Le bon d'État est un instrument utilisé par les pouvoirs publics pour lever des fonds et financer la dette. Le montant levé dépend donc des besoins de financement des autorités au moment de son émission. Comme dans le passé, le secteur continuera d’adopter une attitude constructive et mettra tout en œuvre pour aider les client-e-s pendant la période de souscription des nouvelles émissions. 

C’est pourquoi, dans cet esprit constructif, nous souhaiterions passer en revue certaines préoccupations concernant le bon d'État à un an émis en septembre 2023. 

  • Ce bon d'État a été présenté comme une alternative au livret d'épargne, alors qu'en principe il ne s'agissait pas d'un produit d'épargne mais d'un investissement. Une communication claire est importante pour informer et protéger les client-e-s. 
  • Le bon d'État à un an a été lancé avec un taux d'imposition inférieur à celui auquel sont soumis les produits de placement similaires (15 % de précompte mobilier au lieu de 30 %). Cela a créé des distorsions dans les conditions de concurrence, et ce tant pour les investisseurs que pour les émetteurs. 
  • Le bon d'État a été émis sans montant maximum à lever, en passant sur les besoins effectifs de financement de l'État belge. Il en a résulté un test de liquidité inattendu pour les banques. 

Nous plaidons dès lors pour que l’éventuel nouveau bon d'État à un an qui sera émis en mars soit en phase avec les principes de bonne gouvernance, qu'il soit basé sur une vision économique à long terme et tienne compte de la problématique fiscale.

### Exercices
**a)** Répondez à ces questions d'après l'extrait sur le bon d'État :
(i) Quel taux de précompte mobilier s'appliquait au bon d'État à un an, et à quel taux étaient soumis les produits de placement similaires ?
(ii) À quelle date le bon d'État à un an dont parle l'extrait a-t-il été émis ?
(iii) En quel mois l'éventuel nouveau bon d'État à un an serait-il émis ?
**b)** Ces affirmations concordent-elles avec l'extrait sur le bon d'État ? Répondez par oui ou non et citez les mots du texte qui tranchent.
(i) Le bon d'État a été émis avec un montant maximum à lever.
(ii) Le montant levé dépend des besoins de financement des autorités au moment de l'émission.
(iii) En principe, le bon d'État était un produit d'épargne.
**c)** Reprenez l'extrait sur le bon d'État à la suite de sa dernière phrase.

[Données d'annotation de contours]
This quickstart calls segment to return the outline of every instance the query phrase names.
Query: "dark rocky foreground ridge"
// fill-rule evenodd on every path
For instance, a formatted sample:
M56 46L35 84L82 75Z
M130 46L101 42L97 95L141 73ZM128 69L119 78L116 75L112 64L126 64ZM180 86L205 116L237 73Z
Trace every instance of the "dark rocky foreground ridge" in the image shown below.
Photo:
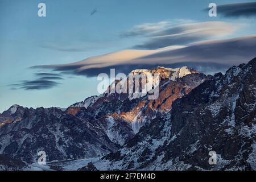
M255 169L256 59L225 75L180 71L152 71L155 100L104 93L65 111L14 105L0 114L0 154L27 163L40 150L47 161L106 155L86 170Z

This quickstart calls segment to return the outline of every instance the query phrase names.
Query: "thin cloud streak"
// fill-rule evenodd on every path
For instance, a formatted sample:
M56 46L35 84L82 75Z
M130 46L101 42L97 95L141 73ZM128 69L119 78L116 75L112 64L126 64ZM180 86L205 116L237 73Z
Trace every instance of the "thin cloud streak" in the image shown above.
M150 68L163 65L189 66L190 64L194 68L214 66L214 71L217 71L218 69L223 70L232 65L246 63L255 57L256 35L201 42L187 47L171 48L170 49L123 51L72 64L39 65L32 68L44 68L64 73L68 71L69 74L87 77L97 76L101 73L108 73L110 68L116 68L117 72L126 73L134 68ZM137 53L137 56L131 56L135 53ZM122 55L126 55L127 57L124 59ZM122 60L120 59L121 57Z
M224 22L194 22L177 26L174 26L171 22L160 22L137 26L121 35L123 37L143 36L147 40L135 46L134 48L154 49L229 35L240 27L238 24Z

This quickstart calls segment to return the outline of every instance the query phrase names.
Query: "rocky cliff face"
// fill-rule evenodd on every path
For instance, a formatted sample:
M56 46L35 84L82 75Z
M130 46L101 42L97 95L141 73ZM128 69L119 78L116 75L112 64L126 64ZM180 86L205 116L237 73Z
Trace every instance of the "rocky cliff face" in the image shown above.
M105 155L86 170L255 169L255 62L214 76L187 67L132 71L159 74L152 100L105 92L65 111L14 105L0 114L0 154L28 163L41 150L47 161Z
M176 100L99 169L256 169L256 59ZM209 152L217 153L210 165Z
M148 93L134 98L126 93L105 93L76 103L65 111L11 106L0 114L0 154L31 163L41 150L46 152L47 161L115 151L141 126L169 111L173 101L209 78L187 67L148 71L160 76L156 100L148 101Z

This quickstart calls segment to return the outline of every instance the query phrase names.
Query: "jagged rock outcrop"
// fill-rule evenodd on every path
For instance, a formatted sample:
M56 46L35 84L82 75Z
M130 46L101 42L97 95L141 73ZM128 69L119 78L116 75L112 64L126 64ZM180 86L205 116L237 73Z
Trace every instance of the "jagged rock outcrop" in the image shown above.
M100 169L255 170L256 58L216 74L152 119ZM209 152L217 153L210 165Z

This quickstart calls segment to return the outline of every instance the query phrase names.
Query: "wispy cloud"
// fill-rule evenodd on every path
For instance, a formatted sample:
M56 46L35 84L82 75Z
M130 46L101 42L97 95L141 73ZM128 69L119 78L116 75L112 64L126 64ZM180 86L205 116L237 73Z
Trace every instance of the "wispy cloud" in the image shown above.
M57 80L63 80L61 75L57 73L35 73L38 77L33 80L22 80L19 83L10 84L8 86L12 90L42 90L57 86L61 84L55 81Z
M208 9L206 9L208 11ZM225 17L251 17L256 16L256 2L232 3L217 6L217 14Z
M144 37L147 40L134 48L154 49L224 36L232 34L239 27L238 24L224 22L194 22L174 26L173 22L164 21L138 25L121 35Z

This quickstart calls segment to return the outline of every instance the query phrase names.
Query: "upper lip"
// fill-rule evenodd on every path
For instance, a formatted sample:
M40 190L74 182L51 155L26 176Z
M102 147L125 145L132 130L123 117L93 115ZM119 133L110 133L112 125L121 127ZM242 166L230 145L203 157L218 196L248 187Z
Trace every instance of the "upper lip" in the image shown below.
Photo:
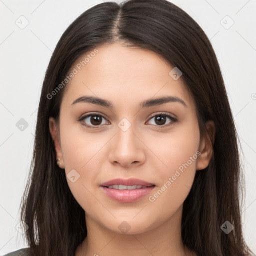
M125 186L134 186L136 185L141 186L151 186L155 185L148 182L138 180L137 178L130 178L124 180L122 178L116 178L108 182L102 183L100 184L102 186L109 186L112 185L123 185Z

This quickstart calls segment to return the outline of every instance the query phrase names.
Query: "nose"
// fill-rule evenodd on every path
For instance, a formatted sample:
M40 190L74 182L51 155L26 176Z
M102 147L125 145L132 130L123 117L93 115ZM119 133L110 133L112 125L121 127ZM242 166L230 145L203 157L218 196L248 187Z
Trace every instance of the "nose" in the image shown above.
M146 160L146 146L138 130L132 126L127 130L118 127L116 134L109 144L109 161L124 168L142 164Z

### Corrigé des exercices
**a)**
(i) Le bon d'État était soumis à 15 % de précompte mobilier, contre 30 % pour les produits de placement similaires.
(ii) Il a été émis en septembre 2023.
(iii) Il serait émis en mars.

**b)**
(i) Non : « Le bon d'État a été émis sans montant maximum à lever ».
(ii) Oui : « Le montant levé dépend donc des besoins de financement des autorités au moment de son émission. »
(iii) Non : « alors qu'en principe il ne s'agissait pas d'un produit d'épargne mais d'un investissement ».

**c)**
Premier bon d'État à un an  

 

Le bon d'État à un an émis en septembre 2023 a entraîné un déplacement considérable des dépôts. Il a ainsi drainé 21,9 milliards d'euros. Cela a eu un impact majeur sur l'épargne réglementée et donc sur la manière dont les banques belges se financent.  

En outre, le gouvernement avait choisi de commercialiser le produit en le présentant comme une alternative à l'épargne réglementée, afin d'encourager les banques à augmenter la rémunération de l’épargne.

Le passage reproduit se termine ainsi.